### [Requirement]
Would you set down all of the entries below exactly as they stand?
━━━ Provided information ━━━
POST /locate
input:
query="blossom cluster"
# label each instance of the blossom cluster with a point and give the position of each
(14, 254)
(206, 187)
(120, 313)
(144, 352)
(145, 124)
━━━
### [Reply]
POST /locate
input:
query="blossom cluster"
# label each instance of the blossom cluster with a point and give the position of each
(14, 254)
(206, 187)
(120, 313)
(144, 352)
(145, 124)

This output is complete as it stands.